[Stored dataset items]
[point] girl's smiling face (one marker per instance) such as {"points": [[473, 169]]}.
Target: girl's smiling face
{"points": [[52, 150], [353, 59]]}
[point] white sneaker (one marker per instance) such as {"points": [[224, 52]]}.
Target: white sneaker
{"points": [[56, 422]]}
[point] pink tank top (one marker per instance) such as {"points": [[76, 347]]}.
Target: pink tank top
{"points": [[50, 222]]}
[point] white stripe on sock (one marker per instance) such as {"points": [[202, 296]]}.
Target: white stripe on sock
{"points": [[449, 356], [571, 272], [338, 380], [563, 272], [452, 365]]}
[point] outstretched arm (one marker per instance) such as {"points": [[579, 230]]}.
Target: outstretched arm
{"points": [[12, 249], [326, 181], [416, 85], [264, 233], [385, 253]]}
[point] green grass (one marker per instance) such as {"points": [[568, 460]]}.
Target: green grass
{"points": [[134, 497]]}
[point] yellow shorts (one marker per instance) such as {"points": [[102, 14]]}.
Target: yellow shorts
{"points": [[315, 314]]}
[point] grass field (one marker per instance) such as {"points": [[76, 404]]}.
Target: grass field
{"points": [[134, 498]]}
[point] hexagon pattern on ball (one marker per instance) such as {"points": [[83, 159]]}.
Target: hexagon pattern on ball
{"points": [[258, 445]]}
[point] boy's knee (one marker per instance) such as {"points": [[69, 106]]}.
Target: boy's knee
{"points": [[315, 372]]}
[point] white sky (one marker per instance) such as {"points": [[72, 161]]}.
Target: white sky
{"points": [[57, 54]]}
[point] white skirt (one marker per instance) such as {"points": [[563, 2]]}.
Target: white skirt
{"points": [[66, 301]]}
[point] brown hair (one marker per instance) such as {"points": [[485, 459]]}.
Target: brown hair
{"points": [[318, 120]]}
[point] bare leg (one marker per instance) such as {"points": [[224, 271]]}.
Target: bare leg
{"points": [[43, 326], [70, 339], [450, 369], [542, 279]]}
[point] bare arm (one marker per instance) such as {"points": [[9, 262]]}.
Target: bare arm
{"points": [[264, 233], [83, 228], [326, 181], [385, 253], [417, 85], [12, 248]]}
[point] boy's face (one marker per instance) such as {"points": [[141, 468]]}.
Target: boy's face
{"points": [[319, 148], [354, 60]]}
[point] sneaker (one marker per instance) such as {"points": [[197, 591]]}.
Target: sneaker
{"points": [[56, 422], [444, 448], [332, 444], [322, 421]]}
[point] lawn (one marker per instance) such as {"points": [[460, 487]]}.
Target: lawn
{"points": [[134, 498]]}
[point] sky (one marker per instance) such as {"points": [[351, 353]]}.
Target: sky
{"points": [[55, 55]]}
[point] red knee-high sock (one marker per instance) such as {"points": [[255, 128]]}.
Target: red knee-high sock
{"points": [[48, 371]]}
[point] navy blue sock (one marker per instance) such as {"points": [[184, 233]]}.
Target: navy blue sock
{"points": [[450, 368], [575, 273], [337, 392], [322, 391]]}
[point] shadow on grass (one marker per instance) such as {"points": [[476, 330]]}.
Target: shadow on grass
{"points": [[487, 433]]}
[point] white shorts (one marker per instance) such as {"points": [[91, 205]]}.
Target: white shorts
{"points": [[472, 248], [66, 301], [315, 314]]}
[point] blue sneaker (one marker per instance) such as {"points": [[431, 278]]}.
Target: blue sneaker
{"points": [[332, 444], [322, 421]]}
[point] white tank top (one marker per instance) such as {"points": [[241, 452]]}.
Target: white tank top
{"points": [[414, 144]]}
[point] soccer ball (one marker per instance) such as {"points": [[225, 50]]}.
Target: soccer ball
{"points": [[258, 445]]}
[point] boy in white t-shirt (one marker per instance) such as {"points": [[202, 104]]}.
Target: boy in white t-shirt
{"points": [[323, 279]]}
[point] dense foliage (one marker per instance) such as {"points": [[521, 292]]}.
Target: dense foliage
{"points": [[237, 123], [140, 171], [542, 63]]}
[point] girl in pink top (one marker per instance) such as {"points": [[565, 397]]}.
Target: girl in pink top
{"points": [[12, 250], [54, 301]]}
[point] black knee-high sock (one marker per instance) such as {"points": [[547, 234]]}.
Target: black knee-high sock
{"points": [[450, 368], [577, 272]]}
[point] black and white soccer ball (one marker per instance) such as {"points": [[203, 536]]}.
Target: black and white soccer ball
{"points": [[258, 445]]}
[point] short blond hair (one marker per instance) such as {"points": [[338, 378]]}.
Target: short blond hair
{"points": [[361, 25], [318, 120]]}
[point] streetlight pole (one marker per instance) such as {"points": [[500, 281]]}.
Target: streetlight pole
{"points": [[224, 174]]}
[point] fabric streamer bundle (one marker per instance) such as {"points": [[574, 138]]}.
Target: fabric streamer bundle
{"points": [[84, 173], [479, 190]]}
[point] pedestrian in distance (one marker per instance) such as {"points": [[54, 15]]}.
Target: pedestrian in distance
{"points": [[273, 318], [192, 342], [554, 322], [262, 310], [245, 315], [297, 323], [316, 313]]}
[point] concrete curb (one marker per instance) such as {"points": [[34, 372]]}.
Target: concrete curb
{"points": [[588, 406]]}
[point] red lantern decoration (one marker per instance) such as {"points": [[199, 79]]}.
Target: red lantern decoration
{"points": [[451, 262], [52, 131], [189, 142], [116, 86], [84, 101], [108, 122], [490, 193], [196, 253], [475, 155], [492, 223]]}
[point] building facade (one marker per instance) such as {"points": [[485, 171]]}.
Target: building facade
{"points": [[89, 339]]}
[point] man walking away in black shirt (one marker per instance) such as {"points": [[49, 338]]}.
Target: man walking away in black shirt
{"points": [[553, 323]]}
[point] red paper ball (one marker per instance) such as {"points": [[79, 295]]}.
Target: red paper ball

▶ [THE REQUEST] Look above for the line that holds "[point] red lantern", then copy it and each line after it exactly, through the last line of the data.

▶ [ANSWER FOR THIS EXERCISE]
[point] red lantern decoration (one marker per instance) such as {"points": [[199, 79]]}.
Target: red lantern decoration
{"points": [[451, 262], [52, 131], [189, 142], [116, 86], [84, 101], [108, 122], [490, 193], [196, 253], [475, 155], [492, 223]]}
[point] building facade (one marker per instance) such as {"points": [[485, 171]]}.
Target: building facade
{"points": [[89, 339]]}
[point] man walking away in black shirt (one marker per instance) such as {"points": [[49, 338]]}.
Target: man walking away in black shirt
{"points": [[553, 323]]}
[point] red paper ball (one marker per instance) such as {"points": [[79, 295]]}.
Target: red paper ball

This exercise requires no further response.